YOUR GOAL -> Begin at the line below that contains "mossy tree trunk on this basis.". Repeat it and all remaining lines of the records exactly.

Segment Start: DATA FOR THIS EXERCISE

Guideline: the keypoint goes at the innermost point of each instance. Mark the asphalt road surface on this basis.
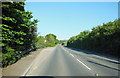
(63, 61)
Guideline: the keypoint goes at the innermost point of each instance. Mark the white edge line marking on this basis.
(80, 61)
(84, 64)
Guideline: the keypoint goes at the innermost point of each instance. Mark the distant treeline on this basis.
(49, 40)
(103, 39)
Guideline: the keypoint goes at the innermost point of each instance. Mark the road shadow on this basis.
(98, 54)
(104, 65)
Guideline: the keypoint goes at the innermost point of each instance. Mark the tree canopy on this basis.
(19, 32)
(102, 39)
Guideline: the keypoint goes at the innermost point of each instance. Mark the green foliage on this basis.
(51, 40)
(18, 31)
(48, 41)
(103, 39)
(40, 41)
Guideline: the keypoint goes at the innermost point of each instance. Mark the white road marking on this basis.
(71, 55)
(78, 60)
(83, 64)
(35, 68)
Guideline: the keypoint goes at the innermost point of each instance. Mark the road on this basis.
(63, 61)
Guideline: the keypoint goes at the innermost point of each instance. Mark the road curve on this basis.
(63, 61)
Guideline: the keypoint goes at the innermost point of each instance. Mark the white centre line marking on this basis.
(84, 64)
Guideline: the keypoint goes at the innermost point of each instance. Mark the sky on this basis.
(67, 19)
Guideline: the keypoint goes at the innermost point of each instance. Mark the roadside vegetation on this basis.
(19, 33)
(102, 39)
(49, 40)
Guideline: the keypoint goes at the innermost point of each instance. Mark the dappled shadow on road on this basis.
(104, 65)
(98, 54)
(61, 77)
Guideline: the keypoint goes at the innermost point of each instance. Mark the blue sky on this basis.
(67, 19)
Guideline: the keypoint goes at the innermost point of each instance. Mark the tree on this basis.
(103, 39)
(18, 31)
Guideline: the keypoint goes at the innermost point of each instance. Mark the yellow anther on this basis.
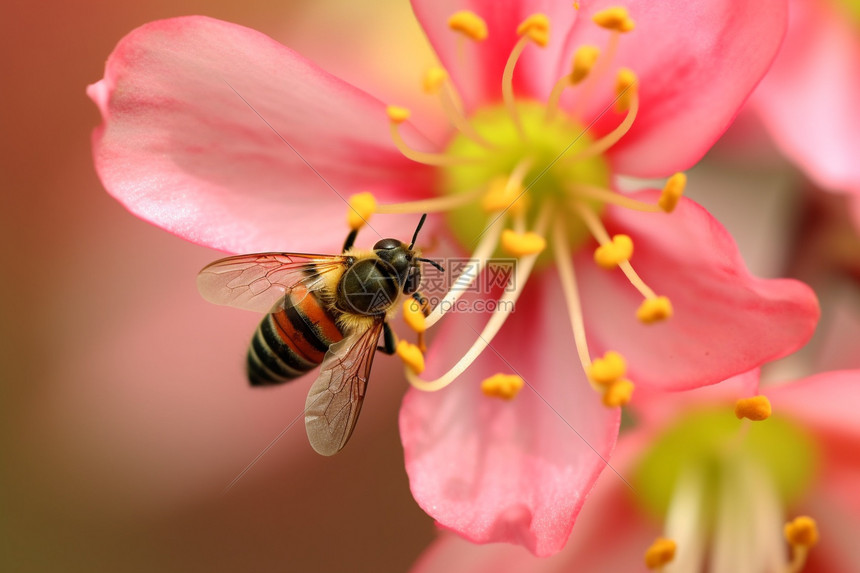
(616, 19)
(672, 192)
(469, 24)
(583, 61)
(433, 79)
(503, 196)
(521, 244)
(801, 531)
(398, 114)
(504, 386)
(610, 255)
(661, 553)
(411, 356)
(625, 88)
(756, 408)
(414, 316)
(618, 393)
(536, 27)
(362, 206)
(654, 310)
(608, 369)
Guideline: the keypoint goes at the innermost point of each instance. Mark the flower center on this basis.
(549, 177)
(722, 490)
(851, 8)
(522, 175)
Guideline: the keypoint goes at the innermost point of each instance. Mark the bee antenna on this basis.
(420, 224)
(434, 263)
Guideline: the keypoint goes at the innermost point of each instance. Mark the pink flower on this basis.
(808, 100)
(230, 140)
(725, 503)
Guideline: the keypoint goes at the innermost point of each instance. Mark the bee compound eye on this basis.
(387, 244)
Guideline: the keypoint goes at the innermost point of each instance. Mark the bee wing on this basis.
(256, 282)
(334, 401)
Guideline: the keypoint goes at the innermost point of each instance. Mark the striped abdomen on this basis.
(292, 339)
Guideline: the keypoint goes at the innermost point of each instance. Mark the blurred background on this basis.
(125, 411)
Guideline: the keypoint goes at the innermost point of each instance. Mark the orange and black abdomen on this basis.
(292, 339)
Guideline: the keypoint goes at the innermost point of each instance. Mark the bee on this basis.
(324, 310)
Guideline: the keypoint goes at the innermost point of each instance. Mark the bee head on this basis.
(403, 261)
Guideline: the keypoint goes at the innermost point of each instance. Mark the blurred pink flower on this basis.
(744, 531)
(197, 114)
(808, 100)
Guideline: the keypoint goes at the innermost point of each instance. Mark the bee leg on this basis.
(425, 310)
(390, 340)
(350, 240)
(422, 300)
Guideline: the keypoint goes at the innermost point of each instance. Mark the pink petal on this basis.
(725, 320)
(513, 471)
(826, 404)
(697, 62)
(477, 67)
(609, 535)
(181, 149)
(654, 408)
(808, 101)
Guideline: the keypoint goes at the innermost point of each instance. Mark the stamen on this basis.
(522, 244)
(756, 408)
(609, 196)
(535, 28)
(606, 370)
(802, 534)
(494, 324)
(801, 531)
(563, 261)
(583, 61)
(733, 527)
(685, 521)
(618, 250)
(654, 308)
(398, 115)
(600, 69)
(432, 205)
(506, 193)
(508, 85)
(414, 317)
(604, 143)
(616, 19)
(672, 192)
(411, 356)
(660, 553)
(618, 394)
(362, 206)
(464, 281)
(625, 89)
(502, 386)
(469, 24)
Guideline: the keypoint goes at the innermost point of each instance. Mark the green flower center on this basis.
(712, 443)
(549, 149)
(851, 8)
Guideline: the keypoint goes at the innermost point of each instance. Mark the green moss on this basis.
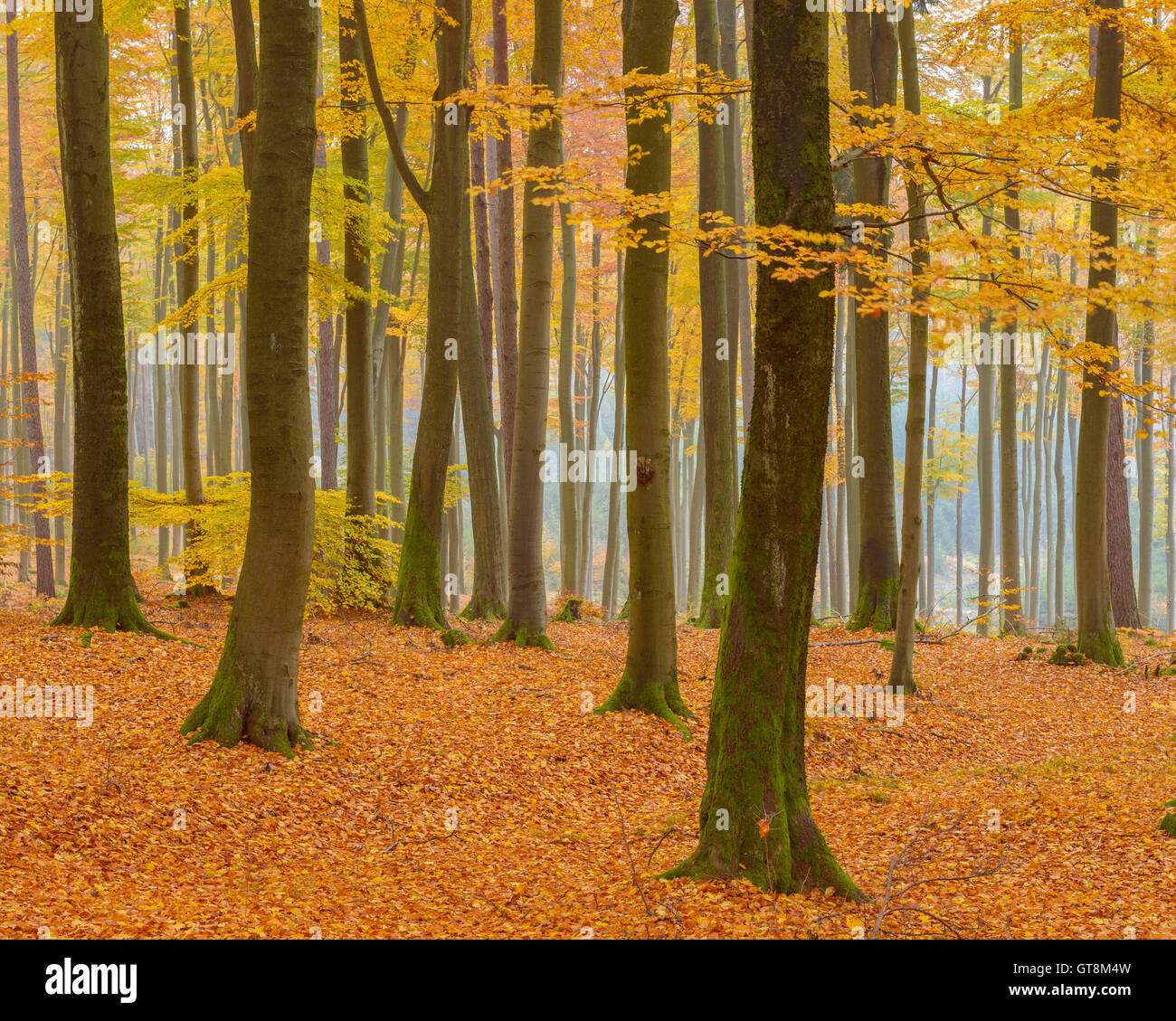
(571, 610)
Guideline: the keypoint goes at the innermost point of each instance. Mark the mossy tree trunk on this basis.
(527, 612)
(650, 681)
(873, 71)
(254, 692)
(101, 588)
(419, 580)
(569, 525)
(1097, 638)
(755, 821)
(902, 664)
(716, 348)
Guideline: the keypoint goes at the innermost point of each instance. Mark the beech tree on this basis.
(254, 692)
(1097, 638)
(650, 681)
(755, 821)
(526, 621)
(101, 588)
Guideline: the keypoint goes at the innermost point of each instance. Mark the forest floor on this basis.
(467, 793)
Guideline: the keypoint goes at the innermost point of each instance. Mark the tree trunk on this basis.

Segment End: DATA FOR THIS EXERCISE

SOLUTION FOR THIS PROBLEM ->
Guideline: the keypoint goes at the innermost point of each instance. Mark the mossy tree trunk on this basis.
(527, 612)
(650, 681)
(873, 71)
(254, 692)
(101, 588)
(419, 580)
(569, 525)
(1097, 638)
(755, 821)
(902, 664)
(716, 348)
Guideline: the keypoint goes at the innermost point of each instance. Mark the beech tree on this basis.
(254, 692)
(1097, 638)
(650, 681)
(755, 821)
(526, 621)
(101, 588)
Guideline: the keypoint goes at the innermost point of each instance. Mark the forest floor on this basis.
(467, 793)
Guideline: the keypoint goes at the innermost point of each instance. Mark the tree trunk on this basis.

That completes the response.